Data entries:
++++++++++++++++++++

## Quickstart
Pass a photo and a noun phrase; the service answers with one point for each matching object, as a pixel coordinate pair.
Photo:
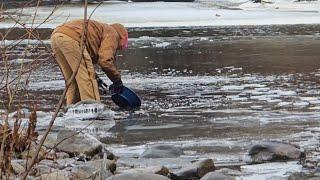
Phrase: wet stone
(197, 169)
(231, 172)
(75, 143)
(99, 169)
(217, 176)
(62, 155)
(59, 174)
(162, 151)
(161, 170)
(298, 176)
(274, 151)
(138, 175)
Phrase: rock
(75, 144)
(196, 170)
(274, 151)
(43, 169)
(162, 151)
(28, 154)
(68, 162)
(216, 176)
(231, 172)
(138, 176)
(50, 141)
(99, 169)
(277, 178)
(298, 176)
(161, 170)
(62, 155)
(59, 174)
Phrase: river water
(214, 97)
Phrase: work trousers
(67, 53)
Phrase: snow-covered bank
(200, 13)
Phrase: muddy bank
(218, 32)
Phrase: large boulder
(229, 172)
(161, 170)
(162, 151)
(100, 169)
(75, 143)
(138, 176)
(59, 174)
(217, 176)
(196, 170)
(274, 151)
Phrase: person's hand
(117, 87)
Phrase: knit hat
(121, 30)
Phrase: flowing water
(214, 97)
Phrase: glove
(101, 85)
(117, 87)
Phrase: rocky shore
(78, 155)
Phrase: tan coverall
(102, 41)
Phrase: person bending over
(102, 42)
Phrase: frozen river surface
(213, 97)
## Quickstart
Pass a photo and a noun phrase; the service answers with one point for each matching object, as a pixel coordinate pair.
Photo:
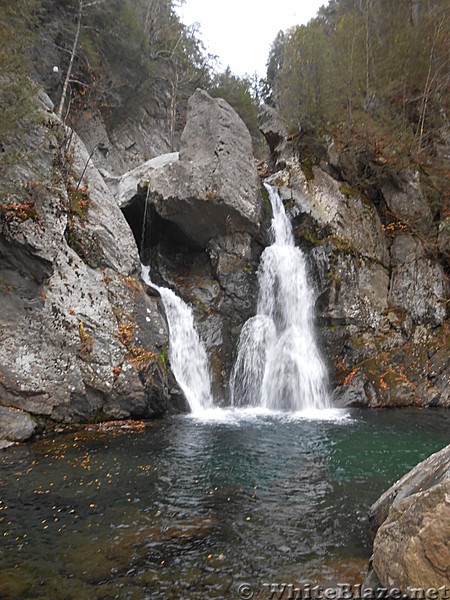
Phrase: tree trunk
(173, 106)
(367, 54)
(72, 57)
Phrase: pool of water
(191, 508)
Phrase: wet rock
(15, 425)
(405, 200)
(275, 134)
(214, 187)
(418, 285)
(73, 341)
(348, 219)
(412, 524)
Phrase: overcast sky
(241, 32)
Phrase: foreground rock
(74, 342)
(411, 522)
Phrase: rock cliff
(80, 338)
(410, 523)
(204, 224)
(379, 272)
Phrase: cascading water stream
(187, 354)
(278, 364)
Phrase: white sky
(241, 32)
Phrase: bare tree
(81, 6)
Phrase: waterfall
(187, 354)
(278, 364)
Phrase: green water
(190, 509)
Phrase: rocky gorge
(83, 340)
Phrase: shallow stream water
(191, 508)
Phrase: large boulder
(380, 291)
(418, 284)
(275, 134)
(213, 188)
(75, 321)
(412, 524)
(405, 200)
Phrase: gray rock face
(412, 522)
(380, 297)
(418, 285)
(351, 218)
(213, 188)
(79, 335)
(274, 131)
(406, 202)
(15, 425)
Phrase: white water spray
(278, 364)
(187, 354)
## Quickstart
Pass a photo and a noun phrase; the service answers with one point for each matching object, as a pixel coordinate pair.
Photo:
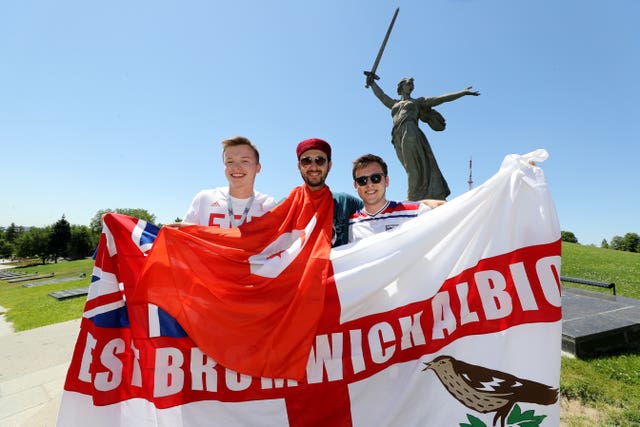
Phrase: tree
(12, 232)
(6, 248)
(630, 242)
(617, 243)
(568, 236)
(34, 243)
(59, 238)
(81, 243)
(96, 222)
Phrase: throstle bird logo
(486, 390)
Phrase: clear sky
(123, 104)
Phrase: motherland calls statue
(425, 180)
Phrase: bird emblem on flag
(486, 390)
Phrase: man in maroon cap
(314, 164)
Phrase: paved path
(33, 367)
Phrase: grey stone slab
(596, 323)
(69, 293)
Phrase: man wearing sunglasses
(370, 180)
(314, 164)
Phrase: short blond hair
(240, 140)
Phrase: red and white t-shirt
(216, 208)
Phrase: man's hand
(433, 203)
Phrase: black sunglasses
(306, 161)
(376, 178)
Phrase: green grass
(609, 384)
(29, 308)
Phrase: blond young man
(231, 206)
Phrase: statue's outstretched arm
(448, 97)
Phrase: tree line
(630, 242)
(61, 239)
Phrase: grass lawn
(604, 391)
(32, 307)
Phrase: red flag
(249, 298)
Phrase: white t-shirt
(362, 224)
(211, 207)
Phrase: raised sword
(372, 73)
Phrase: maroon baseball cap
(314, 144)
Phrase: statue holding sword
(425, 180)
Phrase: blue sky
(123, 104)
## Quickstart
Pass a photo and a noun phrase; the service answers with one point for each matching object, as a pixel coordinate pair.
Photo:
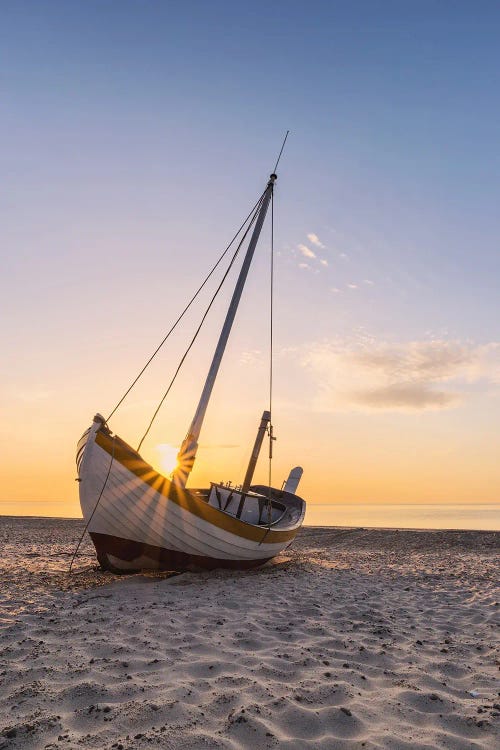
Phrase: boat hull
(138, 519)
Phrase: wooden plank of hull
(179, 532)
(118, 554)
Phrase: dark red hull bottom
(157, 558)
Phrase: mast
(189, 447)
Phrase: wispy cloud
(314, 239)
(306, 251)
(407, 377)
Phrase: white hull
(138, 519)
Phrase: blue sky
(136, 135)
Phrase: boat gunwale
(128, 457)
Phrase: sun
(168, 457)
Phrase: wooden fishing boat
(139, 519)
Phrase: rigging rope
(257, 209)
(271, 304)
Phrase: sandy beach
(353, 638)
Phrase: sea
(457, 516)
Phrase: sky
(134, 139)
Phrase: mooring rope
(95, 507)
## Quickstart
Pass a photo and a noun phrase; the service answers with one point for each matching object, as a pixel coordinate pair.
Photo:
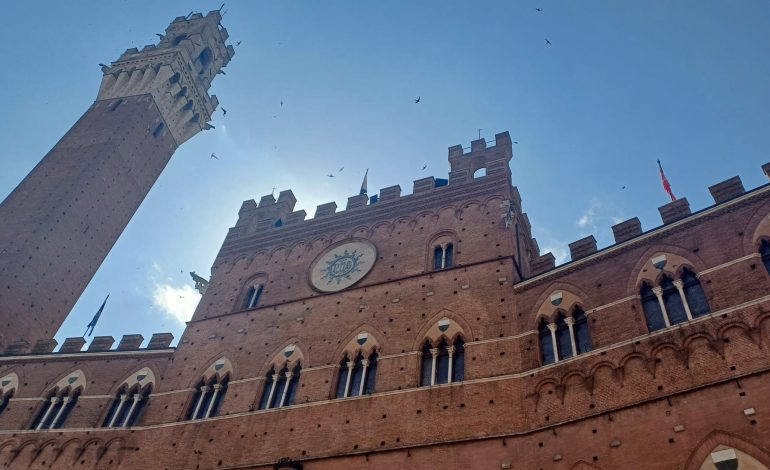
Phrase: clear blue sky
(622, 84)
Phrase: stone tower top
(177, 72)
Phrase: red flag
(665, 182)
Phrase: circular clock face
(341, 266)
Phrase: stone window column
(658, 291)
(272, 391)
(351, 365)
(217, 389)
(365, 365)
(571, 325)
(285, 388)
(204, 391)
(65, 401)
(115, 415)
(51, 403)
(137, 399)
(434, 354)
(552, 327)
(680, 287)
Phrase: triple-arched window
(673, 301)
(280, 387)
(357, 375)
(208, 397)
(565, 337)
(444, 363)
(56, 409)
(127, 407)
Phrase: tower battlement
(177, 72)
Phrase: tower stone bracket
(177, 72)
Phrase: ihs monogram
(342, 266)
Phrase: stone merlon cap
(326, 209)
(627, 230)
(17, 347)
(582, 248)
(72, 345)
(101, 343)
(674, 211)
(130, 342)
(44, 346)
(727, 189)
(160, 341)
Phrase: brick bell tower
(59, 223)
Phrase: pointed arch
(717, 438)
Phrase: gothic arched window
(764, 250)
(546, 343)
(5, 398)
(253, 295)
(208, 398)
(563, 338)
(56, 409)
(443, 364)
(674, 301)
(357, 376)
(127, 407)
(280, 388)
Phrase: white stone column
(51, 403)
(217, 389)
(115, 415)
(351, 364)
(571, 325)
(204, 391)
(451, 352)
(137, 399)
(658, 291)
(365, 365)
(285, 388)
(434, 353)
(680, 287)
(552, 327)
(65, 402)
(272, 391)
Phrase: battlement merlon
(177, 72)
(495, 158)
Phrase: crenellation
(727, 189)
(101, 343)
(627, 230)
(674, 211)
(424, 184)
(582, 248)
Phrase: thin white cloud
(177, 302)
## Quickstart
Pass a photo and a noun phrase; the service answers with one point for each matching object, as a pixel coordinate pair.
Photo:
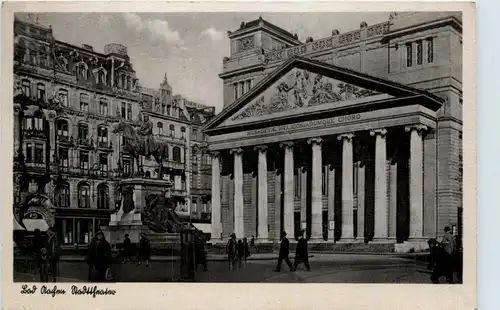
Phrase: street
(325, 268)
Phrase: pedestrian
(301, 253)
(440, 261)
(53, 252)
(144, 250)
(231, 250)
(44, 265)
(247, 251)
(127, 249)
(283, 254)
(449, 244)
(200, 254)
(100, 258)
(240, 248)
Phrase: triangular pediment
(302, 86)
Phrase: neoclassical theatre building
(355, 137)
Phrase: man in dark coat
(99, 257)
(283, 254)
(301, 253)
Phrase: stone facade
(67, 100)
(405, 157)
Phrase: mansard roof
(362, 80)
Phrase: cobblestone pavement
(326, 268)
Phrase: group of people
(301, 252)
(237, 251)
(47, 252)
(445, 257)
(143, 253)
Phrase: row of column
(381, 232)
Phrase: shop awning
(17, 226)
(205, 227)
(32, 224)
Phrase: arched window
(83, 195)
(84, 102)
(102, 196)
(40, 91)
(62, 197)
(172, 130)
(62, 128)
(176, 156)
(102, 135)
(103, 106)
(26, 85)
(83, 131)
(63, 96)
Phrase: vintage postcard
(323, 154)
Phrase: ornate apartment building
(355, 137)
(68, 161)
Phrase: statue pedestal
(122, 223)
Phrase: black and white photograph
(238, 146)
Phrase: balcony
(34, 133)
(105, 145)
(173, 165)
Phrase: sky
(188, 47)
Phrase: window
(38, 123)
(102, 135)
(419, 52)
(409, 55)
(102, 196)
(39, 153)
(62, 128)
(83, 132)
(26, 85)
(124, 109)
(83, 195)
(63, 96)
(40, 91)
(84, 102)
(103, 107)
(62, 197)
(84, 162)
(297, 178)
(129, 111)
(430, 50)
(176, 156)
(29, 152)
(103, 164)
(63, 158)
(127, 167)
(325, 180)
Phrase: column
(288, 224)
(361, 202)
(317, 193)
(416, 181)
(347, 187)
(331, 202)
(238, 192)
(262, 228)
(216, 203)
(381, 207)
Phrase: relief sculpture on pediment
(298, 89)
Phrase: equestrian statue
(140, 142)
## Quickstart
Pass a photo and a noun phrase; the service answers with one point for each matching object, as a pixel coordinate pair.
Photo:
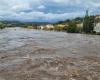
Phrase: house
(97, 24)
(49, 27)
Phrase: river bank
(27, 54)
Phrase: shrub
(72, 27)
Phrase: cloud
(46, 10)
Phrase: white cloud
(15, 9)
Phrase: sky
(46, 10)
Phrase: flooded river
(27, 54)
(65, 44)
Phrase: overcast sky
(46, 10)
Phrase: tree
(72, 27)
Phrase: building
(97, 24)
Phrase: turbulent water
(27, 54)
(11, 38)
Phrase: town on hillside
(87, 24)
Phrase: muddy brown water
(27, 54)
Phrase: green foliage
(88, 24)
(2, 26)
(72, 27)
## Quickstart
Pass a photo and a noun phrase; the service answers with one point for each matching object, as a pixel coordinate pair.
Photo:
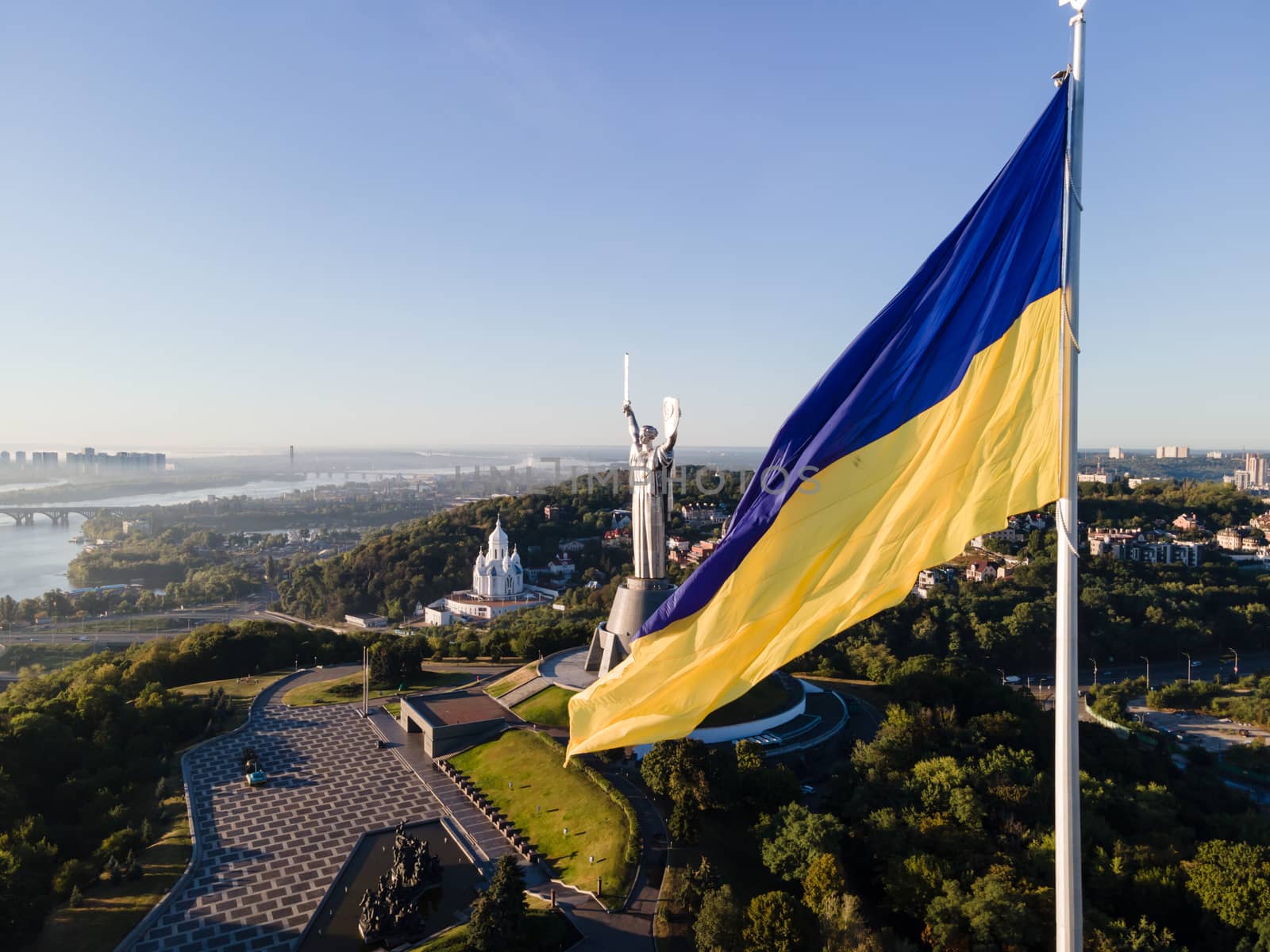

++++++++++++++++++++

EXERCISE TASK: Copy everything from the line with "Phrase: equestrian statue" down to the end of the records, leaving out the pictures.

SOLVED EXERCISE:
Phrase: equestrian statue
(140, 142)
## Quickstart
Pass a photo and a noun phrase; the service answers with one point for each matching object, as a pixel coordinate pair.
Photo:
Phrase: house
(97, 24)
(49, 27)
Phrase: river bank
(27, 54)
Phrase: shrub
(72, 27)
Phrase: cloud
(46, 10)
Phrase: white cloud
(15, 9)
Phrase: sky
(46, 10)
Phrase: flooded river
(27, 54)
(65, 44)
Phrase: overcast sky
(46, 10)
Phrase: tree
(72, 27)
Phrase: building
(97, 24)
Phrase: turbulent water
(27, 54)
(11, 38)
Phrase: town on hillside
(87, 24)
Phrase: muddy brown water
(27, 54)
Phrase: green foliage
(88, 24)
(2, 26)
(72, 27)
## Quickstart
Pass a photo and a noun phrase; the service answers with one point for each matching object, as a pixel coordinate pair.
Photo:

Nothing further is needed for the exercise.